◆ TRECHO:
══════════
Ao cabo de oito anos, o governo FHC-Malan-Serra conseguiu a façanha de deixar o Brasil com gravíssimo endividamento, crescimento econômico nulo, recorde de desemprego e de violência urbana e fez ressurgirem doenças erradicadas no passado, como a dengue.
Um em cada três milionários da América Latina está no Brasil. Sete em cada cem desempregados de todo o mundo também. Como se vê, ser latino-americano traz consequências diferentes segundo o lugar que se ocupa na pirâmide social e nas preocupações dos que nestes oito anos nada fizeram para mudar essa realidade. Eles, que governaram longos oito anos, não podem escapulir do que Jean Ziegler, representante da ONU, denominou um "verdadeiro genocídio social".
Para a reconstrução de um Brasil diferente, temos de mudar o rumo e as prioridades. Para este gigantesco esforço serão necessárias todas as forças da nação: governo, empresários e trabalhadores, juntos, num contrato social pelo progresso e pela retomada do emprego no país. Este selo de união será indispensável para a obtenção da tranquilidade e da paz social para o enfrentamento da situação desastrada herdada e o encaminhamento das mudanças ungidas pelas urnas.
Esse caminho é possível, além de necessário, preservando o país do retorno da inflação descontrolada, cumprindo os contratos internacionais, mantendo a responsabilidade fiscal -como as administrações do PT praticam diariamente-, ampliando as exportações e substituindo certas importações para assegurar um superávit primário e começar a reduzir nosso excessivo endividamento.
Para que esse caminho seja trilhado, é preciso que uma liderança como Lula possa reunir a seu lado os melhores representantes dos diversos setores sociais dispostos a ampliar o mercado interno, desenvolver as potencialidades de nosso povo, reduzir as desigualdades sociais e permitir aos brasileiros acesso aos bens elementares de que todo ser humano necessita: alimentação, saúde, educação, habitação e saneamento.


Ninguém pode se servir do medo para tentar impor ao povo qualquer restrição na escolha de suas autoridades


Um país soberano, em suma, inserido na economia mundial e aberto para o mundo, mas voltado para seu desenvolvimento como nação.
Isso é possível com a condição de que os interesses do Brasil sejam preservados acima dos interesses mesquinhos dos que lucram com a crise e dos que, como o governo e seu candidato, iniciam os incêndios para depois aparecerem disfarçados de bombeiro.
══════════
◆ MATERIAL FORNECIDO:
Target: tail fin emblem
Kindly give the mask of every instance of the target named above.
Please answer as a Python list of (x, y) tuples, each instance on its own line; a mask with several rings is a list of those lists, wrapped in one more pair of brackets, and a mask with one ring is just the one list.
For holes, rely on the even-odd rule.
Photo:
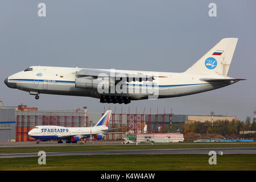
[(213, 57), (208, 57), (205, 60), (205, 67), (209, 69), (214, 69), (217, 67), (217, 60)]

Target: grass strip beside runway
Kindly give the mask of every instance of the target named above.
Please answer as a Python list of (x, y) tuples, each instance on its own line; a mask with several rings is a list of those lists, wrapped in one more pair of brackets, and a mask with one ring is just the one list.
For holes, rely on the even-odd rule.
[(217, 155), (209, 165), (208, 155), (113, 155), (0, 159), (0, 170), (256, 170), (256, 155)]

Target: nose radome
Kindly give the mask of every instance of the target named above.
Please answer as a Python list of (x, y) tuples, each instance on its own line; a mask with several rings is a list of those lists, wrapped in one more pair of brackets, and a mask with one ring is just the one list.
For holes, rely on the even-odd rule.
[(16, 83), (13, 82), (9, 82), (8, 81), (8, 78), (5, 80), (5, 84), (9, 88), (11, 88), (12, 89), (15, 89), (16, 87)]

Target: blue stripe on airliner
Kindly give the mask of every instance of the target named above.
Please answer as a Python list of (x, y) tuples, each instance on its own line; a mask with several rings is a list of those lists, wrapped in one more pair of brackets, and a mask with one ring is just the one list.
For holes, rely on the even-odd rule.
[[(68, 83), (68, 84), (75, 84), (75, 81), (65, 81), (65, 80), (35, 80), (35, 79), (9, 79), (11, 81), (39, 81), (46, 82), (58, 82), (58, 83)], [(47, 80), (47, 81), (44, 81)], [(174, 86), (191, 86), (191, 85), (205, 85), (206, 84), (180, 84), (180, 85), (145, 85), (145, 84), (127, 84), (127, 86), (151, 86), (151, 87), (174, 87)]]
[(144, 85), (144, 84), (127, 84), (128, 86), (151, 86), (151, 87), (173, 87), (173, 86), (190, 86), (197, 85), (205, 85), (207, 84), (181, 84), (181, 85)]
[(47, 82), (57, 82), (57, 83), (72, 83), (75, 84), (75, 81), (65, 80), (37, 80), (37, 79), (9, 79), (11, 81), (39, 81)]
[[(60, 139), (57, 135), (51, 135), (51, 136), (30, 136), (36, 139)], [(68, 136), (67, 136), (68, 137)], [(63, 139), (63, 138), (62, 138)]]

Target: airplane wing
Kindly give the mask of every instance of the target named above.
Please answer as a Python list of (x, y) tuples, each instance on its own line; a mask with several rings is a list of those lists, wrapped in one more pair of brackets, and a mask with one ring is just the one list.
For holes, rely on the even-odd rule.
[(103, 71), (97, 69), (83, 69), (76, 73), (77, 76), (92, 76), (93, 77), (131, 77), (131, 78), (152, 78), (154, 80), (154, 77), (163, 77), (165, 76), (159, 76), (155, 75), (151, 75), (150, 74), (145, 75), (142, 73), (121, 73), (121, 72), (111, 72), (110, 71)]
[(236, 78), (236, 79), (233, 79), (233, 78), (201, 78), (200, 80), (201, 81), (205, 81), (207, 82), (237, 82), (241, 80), (246, 80), (246, 79), (241, 79), (241, 78)]

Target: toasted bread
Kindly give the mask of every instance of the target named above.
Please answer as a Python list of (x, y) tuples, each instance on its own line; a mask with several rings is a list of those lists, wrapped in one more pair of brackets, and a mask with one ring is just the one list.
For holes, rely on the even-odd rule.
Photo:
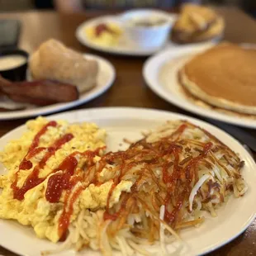
[(98, 64), (87, 59), (61, 42), (50, 39), (31, 55), (30, 70), (34, 79), (50, 79), (73, 84), (79, 92), (96, 85)]
[(172, 40), (186, 44), (204, 41), (221, 36), (225, 23), (214, 10), (195, 5), (183, 6), (180, 17), (172, 30)]

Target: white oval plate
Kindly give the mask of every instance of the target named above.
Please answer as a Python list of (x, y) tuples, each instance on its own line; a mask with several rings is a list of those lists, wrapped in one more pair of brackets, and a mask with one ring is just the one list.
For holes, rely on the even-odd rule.
[[(39, 115), (48, 115), (86, 103), (104, 93), (110, 88), (115, 81), (116, 70), (114, 66), (107, 59), (102, 57), (93, 55), (84, 55), (84, 56), (89, 59), (96, 59), (99, 64), (97, 85), (93, 88), (81, 93), (78, 100), (70, 102), (58, 103), (45, 107), (33, 107), (33, 108), (27, 108), (21, 111), (0, 111), (0, 120), (18, 119)], [(26, 73), (26, 79), (28, 81), (32, 80), (28, 70)]]
[[(195, 114), (216, 119), (236, 126), (256, 128), (256, 118), (235, 116), (225, 111), (217, 111), (196, 105), (181, 92), (178, 81), (178, 72), (193, 55), (211, 47), (213, 44), (184, 46), (176, 51), (167, 50), (149, 59), (143, 69), (143, 76), (148, 86), (162, 98), (184, 110)], [(166, 72), (162, 69), (169, 67)]]
[[(217, 211), (218, 216), (206, 216), (206, 221), (197, 228), (190, 228), (181, 232), (186, 243), (178, 255), (198, 255), (211, 252), (224, 245), (240, 235), (254, 220), (256, 210), (256, 166), (254, 159), (243, 146), (220, 129), (201, 121), (172, 112), (143, 108), (95, 108), (69, 111), (48, 117), (50, 120), (65, 119), (69, 122), (91, 121), (106, 129), (108, 149), (125, 149), (123, 139), (135, 141), (141, 138), (141, 131), (154, 128), (167, 120), (187, 120), (210, 131), (244, 160), (243, 175), (249, 190), (244, 197), (235, 199), (231, 197), (225, 206)], [(20, 126), (0, 139), (0, 149), (10, 140), (17, 139), (26, 130)], [(122, 144), (120, 146), (120, 143)], [(0, 174), (3, 173), (0, 168)], [(32, 229), (14, 221), (0, 220), (0, 244), (18, 254), (40, 256), (40, 251), (58, 248), (45, 239), (37, 239)], [(170, 245), (172, 247), (172, 244)], [(158, 249), (158, 248), (157, 248)], [(85, 249), (77, 253), (69, 250), (58, 255), (100, 255), (98, 252)], [(115, 252), (114, 255), (121, 255)]]
[[(78, 40), (83, 45), (88, 46), (89, 48), (92, 48), (96, 50), (106, 52), (106, 53), (111, 53), (115, 55), (132, 55), (132, 56), (148, 56), (151, 55), (153, 54), (155, 54), (156, 52), (162, 50), (163, 49), (165, 49), (167, 47), (169, 47), (174, 45), (170, 45), (169, 43), (167, 43), (164, 46), (162, 46), (160, 48), (144, 48), (140, 47), (138, 45), (135, 45), (133, 42), (130, 41), (127, 38), (126, 38), (125, 31), (123, 35), (123, 38), (121, 40), (120, 44), (117, 45), (113, 46), (102, 46), (97, 44), (93, 43), (91, 40), (89, 40), (86, 34), (85, 30), (88, 26), (93, 26), (97, 24), (102, 23), (102, 22), (107, 22), (107, 21), (112, 21), (116, 22), (117, 24), (120, 24), (118, 21), (118, 15), (116, 16), (102, 16), (100, 17), (93, 18), (91, 20), (88, 20), (83, 23), (82, 23), (76, 30), (76, 37)], [(177, 18), (176, 14), (170, 14), (170, 19), (173, 21)]]

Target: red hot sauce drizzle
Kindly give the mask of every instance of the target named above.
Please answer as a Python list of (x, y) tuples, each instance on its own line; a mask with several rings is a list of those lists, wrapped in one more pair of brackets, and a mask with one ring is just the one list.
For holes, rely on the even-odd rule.
[(77, 183), (83, 180), (83, 177), (73, 176), (78, 164), (75, 156), (81, 155), (82, 157), (86, 157), (88, 167), (90, 168), (93, 165), (93, 158), (99, 154), (99, 151), (102, 149), (102, 148), (99, 148), (95, 151), (87, 150), (83, 153), (72, 153), (63, 160), (58, 168), (54, 170), (53, 173), (58, 171), (62, 172), (56, 173), (50, 176), (48, 180), (45, 198), (50, 202), (58, 202), (64, 191), (66, 192), (64, 199), (64, 211), (59, 220), (59, 235), (60, 240), (65, 239), (66, 233), (70, 223), (70, 217), (73, 211), (73, 204), (84, 189), (83, 186), (79, 186), (77, 190), (72, 193), (72, 190)]
[[(47, 128), (49, 126), (55, 126), (57, 123), (55, 121), (50, 121), (46, 126), (45, 126), (35, 136), (31, 145), (29, 148), (28, 153), (25, 156), (24, 159), (22, 160), (22, 163), (31, 163), (26, 159), (26, 156), (29, 156), (31, 158), (36, 154), (38, 154), (39, 152), (42, 151), (43, 149), (47, 149), (48, 151), (43, 157), (43, 159), (38, 163), (37, 165), (35, 166), (32, 172), (30, 173), (30, 175), (26, 178), (26, 181), (24, 182), (21, 187), (17, 187), (17, 178), (18, 178), (18, 173), (21, 168), (23, 167), (23, 164), (21, 164), (19, 170), (15, 173), (15, 180), (12, 183), (11, 187), (13, 191), (13, 198), (17, 200), (23, 200), (25, 193), (29, 191), (30, 189), (36, 187), (37, 185), (40, 184), (42, 182), (45, 180), (45, 178), (39, 178), (40, 169), (43, 168), (47, 162), (47, 160), (55, 154), (55, 151), (61, 148), (63, 145), (69, 142), (70, 140), (73, 139), (72, 134), (66, 134), (64, 136), (62, 136), (60, 139), (57, 140), (50, 147), (45, 149), (45, 148), (36, 148), (39, 145), (39, 140), (41, 135), (43, 135), (45, 131), (47, 130)], [(26, 168), (25, 168), (26, 169)]]

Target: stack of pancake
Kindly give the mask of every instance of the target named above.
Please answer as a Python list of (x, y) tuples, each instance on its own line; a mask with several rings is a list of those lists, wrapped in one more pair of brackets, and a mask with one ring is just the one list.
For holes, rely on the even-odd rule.
[(179, 71), (187, 93), (220, 109), (256, 115), (256, 50), (220, 44)]
[(214, 10), (184, 4), (172, 30), (172, 40), (179, 44), (196, 43), (221, 37), (224, 21)]

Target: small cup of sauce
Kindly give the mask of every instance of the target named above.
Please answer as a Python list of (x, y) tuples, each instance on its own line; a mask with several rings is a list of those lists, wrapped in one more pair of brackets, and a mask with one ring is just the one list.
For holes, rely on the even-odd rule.
[(0, 50), (0, 74), (11, 81), (26, 79), (28, 53), (18, 49)]

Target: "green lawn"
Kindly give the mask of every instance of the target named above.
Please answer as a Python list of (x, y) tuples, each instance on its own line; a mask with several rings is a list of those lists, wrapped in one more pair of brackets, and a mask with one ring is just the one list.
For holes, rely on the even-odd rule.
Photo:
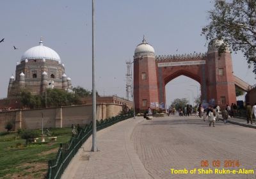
══════════
◆ OBJETIVO DO EXERCÍCIO: Liste todos os bens elementares de que, segundo o trecho, todo ser humano necessita.

◆ SUA SOLUÇÃO: Alimentação, saúde, educação, habitação e saneamento.